[[ RECORDS FOR THE EXERCISE open ]]
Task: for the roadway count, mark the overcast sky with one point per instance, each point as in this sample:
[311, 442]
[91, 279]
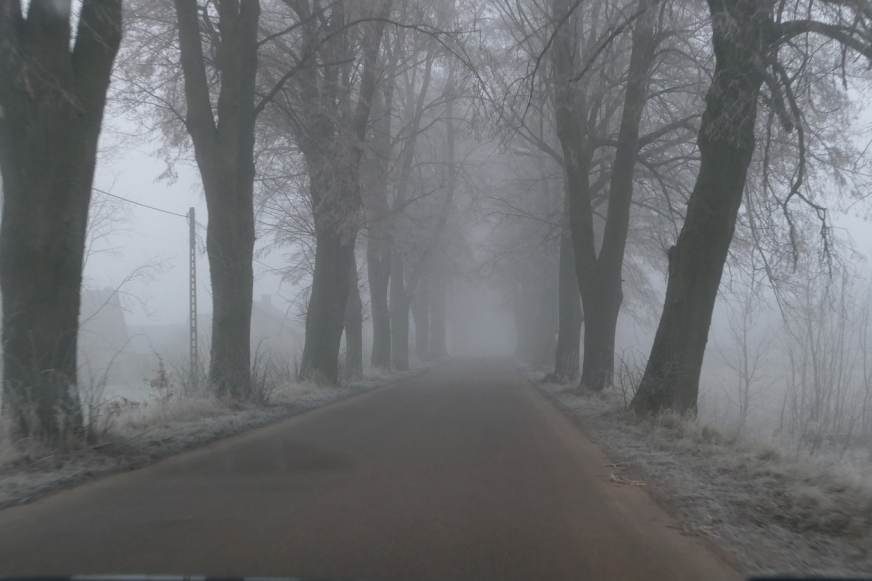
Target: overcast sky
[154, 235]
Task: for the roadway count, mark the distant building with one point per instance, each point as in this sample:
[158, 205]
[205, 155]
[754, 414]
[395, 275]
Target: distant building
[106, 350]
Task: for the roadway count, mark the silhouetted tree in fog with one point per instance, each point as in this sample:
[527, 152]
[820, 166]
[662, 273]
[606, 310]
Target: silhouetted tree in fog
[750, 39]
[51, 109]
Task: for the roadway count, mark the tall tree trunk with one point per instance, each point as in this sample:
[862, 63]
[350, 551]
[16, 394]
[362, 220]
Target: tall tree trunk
[224, 150]
[336, 201]
[421, 315]
[353, 327]
[334, 256]
[601, 290]
[599, 277]
[696, 262]
[570, 314]
[378, 264]
[399, 306]
[379, 241]
[437, 345]
[51, 111]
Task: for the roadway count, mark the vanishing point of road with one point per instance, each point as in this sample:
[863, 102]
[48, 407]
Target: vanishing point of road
[462, 473]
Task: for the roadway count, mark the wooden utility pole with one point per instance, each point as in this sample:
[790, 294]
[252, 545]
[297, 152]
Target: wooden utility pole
[192, 224]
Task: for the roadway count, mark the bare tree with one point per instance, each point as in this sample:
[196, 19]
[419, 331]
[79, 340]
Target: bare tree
[330, 132]
[52, 99]
[747, 38]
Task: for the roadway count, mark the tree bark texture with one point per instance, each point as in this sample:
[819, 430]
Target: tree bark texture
[726, 142]
[599, 277]
[224, 150]
[566, 358]
[399, 306]
[333, 147]
[51, 110]
[353, 328]
[421, 315]
[403, 276]
[379, 241]
[437, 348]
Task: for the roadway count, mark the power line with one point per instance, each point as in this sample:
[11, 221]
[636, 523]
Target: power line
[185, 216]
[141, 204]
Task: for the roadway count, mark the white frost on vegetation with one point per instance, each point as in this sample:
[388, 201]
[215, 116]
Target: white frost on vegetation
[142, 433]
[773, 508]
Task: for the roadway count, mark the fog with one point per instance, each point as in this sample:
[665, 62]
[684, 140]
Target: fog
[467, 184]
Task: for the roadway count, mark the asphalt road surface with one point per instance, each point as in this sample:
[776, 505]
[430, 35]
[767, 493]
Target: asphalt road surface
[462, 473]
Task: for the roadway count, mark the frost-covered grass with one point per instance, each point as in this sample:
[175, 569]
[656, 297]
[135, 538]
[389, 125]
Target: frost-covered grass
[134, 434]
[775, 509]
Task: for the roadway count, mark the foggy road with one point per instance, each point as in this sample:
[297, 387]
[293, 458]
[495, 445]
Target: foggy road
[464, 472]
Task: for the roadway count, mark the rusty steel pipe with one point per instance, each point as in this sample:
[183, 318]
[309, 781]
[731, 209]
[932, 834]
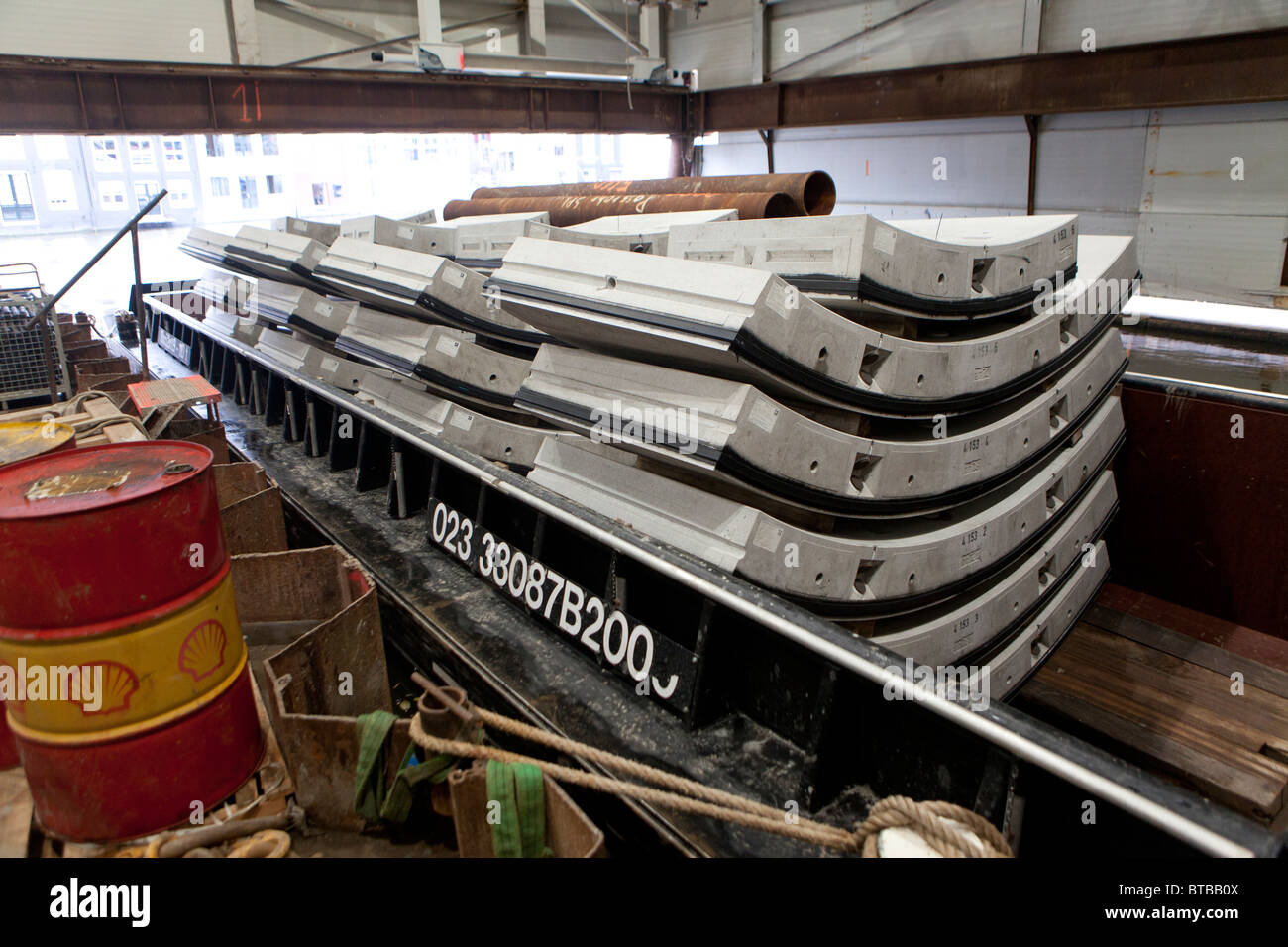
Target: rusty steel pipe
[812, 192]
[566, 210]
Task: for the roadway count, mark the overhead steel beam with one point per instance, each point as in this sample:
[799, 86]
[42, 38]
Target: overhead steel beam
[69, 95]
[1211, 69]
[97, 97]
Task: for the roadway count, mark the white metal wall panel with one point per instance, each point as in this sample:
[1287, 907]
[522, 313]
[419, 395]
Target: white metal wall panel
[154, 30]
[720, 51]
[1119, 22]
[286, 37]
[1189, 161]
[1212, 257]
[944, 31]
[1091, 163]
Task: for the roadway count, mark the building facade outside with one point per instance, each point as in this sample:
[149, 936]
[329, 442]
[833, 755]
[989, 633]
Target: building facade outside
[72, 183]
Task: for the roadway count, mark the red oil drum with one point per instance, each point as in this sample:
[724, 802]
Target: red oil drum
[130, 694]
[8, 749]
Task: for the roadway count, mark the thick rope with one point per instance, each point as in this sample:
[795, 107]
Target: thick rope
[925, 818]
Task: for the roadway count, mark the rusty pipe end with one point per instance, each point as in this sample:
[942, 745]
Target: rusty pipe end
[445, 711]
[819, 193]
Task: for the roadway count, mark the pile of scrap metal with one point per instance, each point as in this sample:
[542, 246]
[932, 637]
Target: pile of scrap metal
[905, 427]
[88, 419]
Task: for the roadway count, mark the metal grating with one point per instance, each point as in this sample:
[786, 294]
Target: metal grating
[22, 361]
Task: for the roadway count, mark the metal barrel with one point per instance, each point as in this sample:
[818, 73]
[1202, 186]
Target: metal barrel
[574, 209]
[22, 440]
[812, 192]
[18, 441]
[120, 641]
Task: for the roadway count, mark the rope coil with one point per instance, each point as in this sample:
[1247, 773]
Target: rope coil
[948, 828]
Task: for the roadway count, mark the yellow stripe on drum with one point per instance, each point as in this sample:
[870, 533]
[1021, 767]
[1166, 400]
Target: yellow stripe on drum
[35, 736]
[129, 677]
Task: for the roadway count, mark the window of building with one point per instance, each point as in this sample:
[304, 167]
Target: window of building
[52, 147]
[141, 154]
[175, 153]
[106, 157]
[16, 197]
[180, 193]
[111, 195]
[145, 191]
[59, 189]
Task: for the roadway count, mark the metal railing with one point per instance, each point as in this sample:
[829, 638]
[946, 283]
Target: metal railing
[130, 227]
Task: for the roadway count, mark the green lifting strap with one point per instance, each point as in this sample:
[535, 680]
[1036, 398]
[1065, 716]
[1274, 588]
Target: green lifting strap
[370, 797]
[519, 830]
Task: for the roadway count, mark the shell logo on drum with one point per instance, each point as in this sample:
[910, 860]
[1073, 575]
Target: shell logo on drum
[119, 685]
[202, 651]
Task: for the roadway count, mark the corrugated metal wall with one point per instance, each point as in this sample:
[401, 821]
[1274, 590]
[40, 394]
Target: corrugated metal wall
[1162, 175]
[161, 30]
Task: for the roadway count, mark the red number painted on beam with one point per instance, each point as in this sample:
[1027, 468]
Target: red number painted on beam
[241, 90]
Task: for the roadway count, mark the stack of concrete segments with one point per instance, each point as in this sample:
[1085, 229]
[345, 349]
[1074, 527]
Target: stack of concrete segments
[945, 268]
[478, 243]
[907, 432]
[635, 232]
[421, 286]
[211, 247]
[313, 230]
[449, 360]
[906, 427]
[300, 308]
[488, 437]
[275, 254]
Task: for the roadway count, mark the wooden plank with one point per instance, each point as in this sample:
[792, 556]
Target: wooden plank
[1219, 646]
[1256, 707]
[1180, 712]
[1223, 783]
[1262, 787]
[16, 812]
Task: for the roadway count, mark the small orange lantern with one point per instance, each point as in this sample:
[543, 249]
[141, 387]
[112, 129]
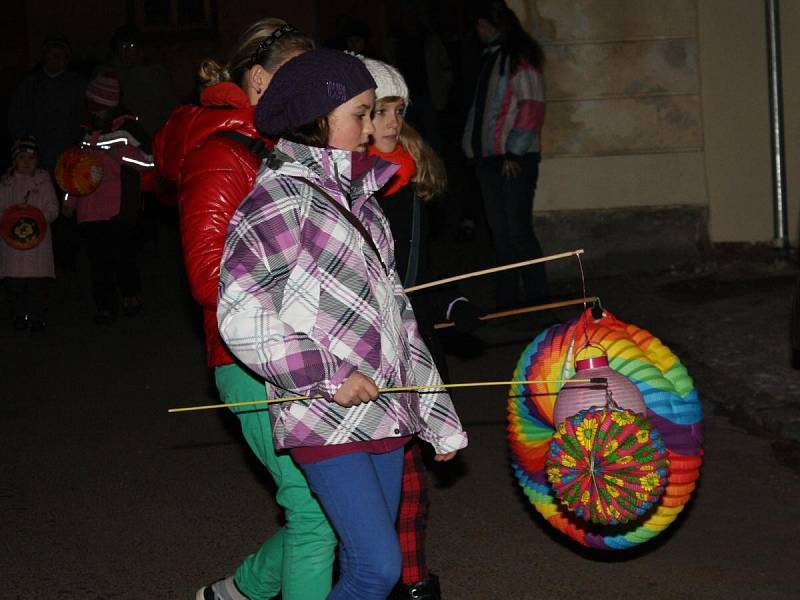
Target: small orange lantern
[22, 226]
[79, 171]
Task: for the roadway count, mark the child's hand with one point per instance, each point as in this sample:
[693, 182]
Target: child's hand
[[ RECORDS FOR THE EXERCISE closed ]]
■ **YOUR ASSIGNMENT**:
Please repeat the entries above exactly, leaving out any pictures.

■ **REPLY**:
Task: for the roadway count, mark the overcast sky with one point per instance, each point as in this sample:
[311, 442]
[91, 279]
Target: overcast sky
[154, 235]
Task: for the roadway count, mark the distant building with one point per instance, each point as in this sample:
[158, 205]
[205, 155]
[754, 414]
[395, 275]
Target: distant building
[106, 350]
Task: for the roadway count, mark the silhouetted tree in fog with one point per instance, each point as in this sample:
[527, 152]
[820, 166]
[662, 273]
[606, 310]
Target: silhouetted tree in fog
[750, 39]
[51, 109]
Task: for the roadway count, mark the tall tree trunk with one point per instance, each point as in this sample:
[862, 63]
[350, 551]
[16, 394]
[362, 220]
Target: tall tree trunk
[224, 150]
[336, 201]
[421, 315]
[353, 327]
[334, 256]
[601, 290]
[599, 277]
[696, 262]
[570, 314]
[378, 264]
[399, 306]
[379, 241]
[437, 345]
[51, 111]
Task: for the roadway count, mark the vanishing point of road with one point per instance, each point as in this sample:
[863, 102]
[48, 407]
Target: vanishing point of road
[462, 473]
Task: for the roadway count, mark the wooden utility pole with one point per instance, each point as in this sample:
[790, 294]
[252, 545]
[297, 152]
Target: wooden utility pole
[192, 224]
Task: for the roadway count, mark the bare tree with one point per instance, each point as in this sample:
[196, 19]
[419, 331]
[79, 340]
Target: bare tree
[330, 132]
[52, 99]
[747, 38]
Task: for the roadway count, mark the tree bark texture with one point per instance, each point as in this sample:
[819, 430]
Target: tree bark texture
[726, 142]
[599, 277]
[224, 150]
[566, 358]
[399, 306]
[333, 147]
[51, 110]
[353, 328]
[421, 315]
[403, 276]
[379, 241]
[437, 348]
Task: for the roadway count, mark the power line with one point per instance, each point as in this sample:
[11, 221]
[636, 523]
Target: power line
[185, 216]
[141, 204]
Task: for the roadway count, mark the white frost on vegetation with one point per instance, each point as in this sample:
[388, 201]
[215, 116]
Target: white frost on vegetation
[142, 433]
[773, 508]
Task: for the roadway count, mark the fog with one point per instance, each point as in this sample:
[665, 62]
[684, 140]
Target: fog
[467, 184]
Task: for the roadway count, mark the asphalt road surface with one point per instance, each point as in this sample:
[776, 505]
[430, 35]
[767, 493]
Target: asphalt road surface
[462, 473]
Task: for the roadway count, mark the frost-covered grass with one point per instance, each point as in this sample:
[175, 569]
[656, 297]
[135, 538]
[389, 125]
Target: frost-covered grass
[134, 434]
[775, 509]
Task: for the roadway count, mark the foggy road with one point per instance, each point as in this sample:
[297, 387]
[293, 458]
[495, 445]
Target: foggy road
[464, 472]
Task: for the roadway count, mark the rusty steel pipe with one point per instance, each point as in this sample:
[183, 318]
[309, 781]
[731, 209]
[932, 834]
Target: rusty steel pipe
[812, 192]
[566, 210]
Task: for the roadway count, mark the overhead steel beam with one point per instance, each point as in this sample:
[799, 86]
[42, 38]
Target: overhead steel beam
[69, 95]
[1211, 69]
[97, 97]
Task: for the roadway count, mark the white metal wall panel with one point per instance, each point as in this sample:
[1287, 907]
[522, 313]
[419, 395]
Target: white metal wall panel
[154, 30]
[720, 51]
[1119, 22]
[286, 37]
[1189, 161]
[1212, 257]
[944, 31]
[1091, 163]
Task: for the roadway count, mark the building facade outside with one point per instance, each point as in this sample:
[149, 936]
[329, 442]
[833, 755]
[989, 633]
Target: building facade outside
[72, 183]
Task: for the roadway count, mark the red oil drum with one point per instance, each point as in this sample:
[724, 802]
Target: red oil drum
[130, 694]
[8, 749]
Task: for the roadway count, mark the thick rope with one point per instance, each point as in this sample:
[795, 107]
Target: thick rope
[925, 818]
Task: for the roadway count, mark the rusty pipe end with one point per instance, each point as in this sample:
[942, 745]
Target: rusty pipe end
[445, 711]
[819, 193]
Task: for the roadway count, mark the pile of scrap metal with one point per instance, each point as in this sample:
[542, 246]
[932, 637]
Target: pile of scrap metal
[905, 427]
[88, 419]
Task: for the roadway count, mark the metal grating with one point per instance, each point as in this sample:
[786, 294]
Target: metal grating
[22, 361]
Task: for the roadway count, mark the metal barrel with one point per instance, each point as in this sample:
[818, 73]
[1202, 186]
Target: metal barrel
[574, 209]
[22, 440]
[812, 192]
[18, 441]
[120, 641]
Task: for the roadway count, mark the rope coil with one point per instance, each point as in this sample:
[1247, 773]
Target: rope coil
[948, 828]
Task: for the roadway count, mark the yellow stripe on drum with one point per instance, each point as in this sample:
[870, 533]
[1021, 767]
[1166, 400]
Target: yellow stripe on drum
[35, 736]
[129, 677]
Task: for the roadway count, mark the window of building with one point per instance, each point as in this sample:
[304, 167]
Target: window of building
[52, 147]
[141, 154]
[175, 153]
[106, 157]
[16, 197]
[180, 193]
[111, 195]
[145, 191]
[59, 189]
Task: for the roadway count, mark the metal railing with one point per instance, each point as in this sample:
[829, 638]
[946, 283]
Target: metal railing
[130, 227]
Task: for the roadway count, mark the green lifting strap with one point per instance, each point as in this sample:
[535, 680]
[1036, 398]
[1065, 716]
[1274, 588]
Target: green lifting strap
[370, 797]
[519, 830]
Task: for the roadway count, mark the shell logo on drum with one point per instance, each point as in this sample:
[910, 860]
[1073, 575]
Target: shell logo on drum
[119, 685]
[202, 651]
Task: for the roadway count, mark the corrugated metal wall with one point per instance, each point as in this sample:
[401, 821]
[1274, 590]
[40, 394]
Target: corrugated metal wall
[1162, 175]
[161, 30]
Task: for the roadway count, mark the red number painted on beam with one point per instance, each point as in this sample:
[1027, 468]
Target: red number painted on beam
[241, 90]
Task: for the roadway count, mark the stack of concrete segments with one point per instance, each point as in this sample:
[1085, 229]
[345, 349]
[1074, 527]
Target: stack of concrete segments
[945, 268]
[478, 243]
[907, 432]
[635, 232]
[421, 286]
[211, 247]
[313, 230]
[449, 360]
[906, 427]
[300, 308]
[488, 437]
[275, 254]
Task: for the roadway count, mark the wooden plank with one point per instance, each point as in this sample:
[792, 556]
Target: wooden plank
[1219, 646]
[1256, 707]
[1180, 712]
[1223, 783]
[1262, 787]
[16, 812]
Task: for the roadway count, mark the small orange lantern with one point per instance, each point as in this sample:
[543, 249]
[141, 387]
[112, 129]
Target: small orange lantern
[22, 226]
[79, 171]
Task: for the roadway count, mark the child's hand with one point per instance, each point as in this sample:
[693, 182]
Target: child's hand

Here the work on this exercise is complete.